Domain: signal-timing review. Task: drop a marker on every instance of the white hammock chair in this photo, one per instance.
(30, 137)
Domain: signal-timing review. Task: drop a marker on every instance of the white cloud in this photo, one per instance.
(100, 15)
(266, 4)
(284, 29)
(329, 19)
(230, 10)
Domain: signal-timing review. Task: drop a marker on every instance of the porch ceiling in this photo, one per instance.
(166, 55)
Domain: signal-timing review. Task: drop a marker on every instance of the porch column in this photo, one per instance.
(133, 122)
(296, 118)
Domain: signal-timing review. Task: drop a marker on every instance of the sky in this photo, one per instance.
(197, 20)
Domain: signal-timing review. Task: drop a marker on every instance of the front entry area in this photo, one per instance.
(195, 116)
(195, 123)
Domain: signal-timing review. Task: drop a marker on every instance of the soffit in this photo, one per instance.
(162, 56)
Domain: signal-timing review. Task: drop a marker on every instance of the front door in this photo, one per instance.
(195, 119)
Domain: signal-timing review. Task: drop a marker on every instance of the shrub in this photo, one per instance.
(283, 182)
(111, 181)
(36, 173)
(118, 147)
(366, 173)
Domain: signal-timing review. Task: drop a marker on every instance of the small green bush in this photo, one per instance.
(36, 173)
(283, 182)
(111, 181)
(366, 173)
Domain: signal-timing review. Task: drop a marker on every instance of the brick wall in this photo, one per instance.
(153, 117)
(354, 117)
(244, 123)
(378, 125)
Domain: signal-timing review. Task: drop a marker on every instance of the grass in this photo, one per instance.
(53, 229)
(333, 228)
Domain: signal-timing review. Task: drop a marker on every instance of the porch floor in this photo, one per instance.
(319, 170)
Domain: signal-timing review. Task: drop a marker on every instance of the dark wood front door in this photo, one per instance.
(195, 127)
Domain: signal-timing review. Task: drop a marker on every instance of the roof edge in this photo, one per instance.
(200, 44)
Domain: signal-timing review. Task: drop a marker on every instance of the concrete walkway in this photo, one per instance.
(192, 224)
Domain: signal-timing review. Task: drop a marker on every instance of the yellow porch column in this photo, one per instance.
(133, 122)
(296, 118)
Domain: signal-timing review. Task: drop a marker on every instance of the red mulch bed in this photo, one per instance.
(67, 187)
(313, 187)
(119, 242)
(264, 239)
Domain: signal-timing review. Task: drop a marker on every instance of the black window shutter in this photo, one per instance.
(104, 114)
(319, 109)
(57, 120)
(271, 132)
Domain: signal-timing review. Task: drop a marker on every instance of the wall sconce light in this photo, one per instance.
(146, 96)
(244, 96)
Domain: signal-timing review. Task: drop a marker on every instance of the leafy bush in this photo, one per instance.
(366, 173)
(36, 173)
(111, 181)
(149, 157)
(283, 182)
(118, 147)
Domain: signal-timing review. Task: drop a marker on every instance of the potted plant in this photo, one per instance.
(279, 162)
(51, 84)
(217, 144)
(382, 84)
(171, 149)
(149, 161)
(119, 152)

━━━━━━

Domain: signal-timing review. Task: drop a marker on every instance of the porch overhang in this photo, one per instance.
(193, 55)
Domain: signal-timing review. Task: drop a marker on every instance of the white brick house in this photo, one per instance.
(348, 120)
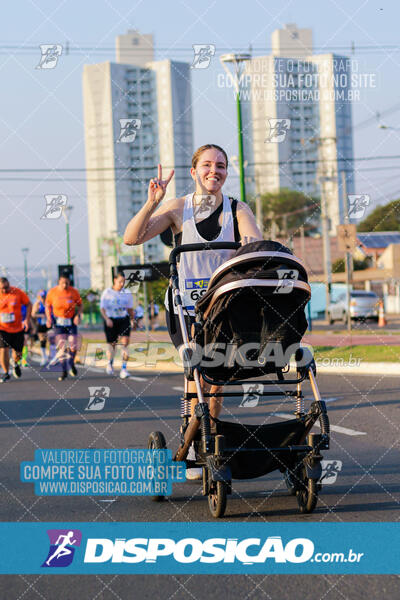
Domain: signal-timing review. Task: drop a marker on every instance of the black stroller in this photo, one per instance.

━━━━━━

Aim of the exercise: Copy the listing lines between the one containing "house in this photo, one per instance." and the one containing "stroller in this photo, one per instance.", inclusive, reproducing each line verbatim. Omit the picture.

Task result:
Domain: signal-timing review. Task: drop a marker on every instance of the white brick house in this photo, one per instance.
(348, 120)
Domain: signal-timing review. Task: drop a marker on every instance of the black stroller in this photo, one per instance.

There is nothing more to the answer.